Recorded data
━━━━━━
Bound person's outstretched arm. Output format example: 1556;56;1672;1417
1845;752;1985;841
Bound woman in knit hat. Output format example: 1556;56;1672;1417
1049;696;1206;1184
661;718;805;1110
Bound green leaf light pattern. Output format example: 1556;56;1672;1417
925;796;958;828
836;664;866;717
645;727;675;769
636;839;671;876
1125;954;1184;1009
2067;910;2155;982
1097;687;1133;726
━━━━━━
> [What is needed]:
Once the line with "Bound woman in" is found, transcribe it and each line after it through the final line of the entries, exactly and only.

> [Exercise result]:
Bound woman in knit hat. Output format example: 1556;56;1672;1417
1049;696;1206;1184
661;718;805;1110
Bound green leaf light pattern. Output format example: 1556;56;1672;1417
925;796;958;828
836;664;866;717
645;727;675;769
636;839;671;876
1125;954;1184;1009
2067;910;2155;982
1097;687;1133;726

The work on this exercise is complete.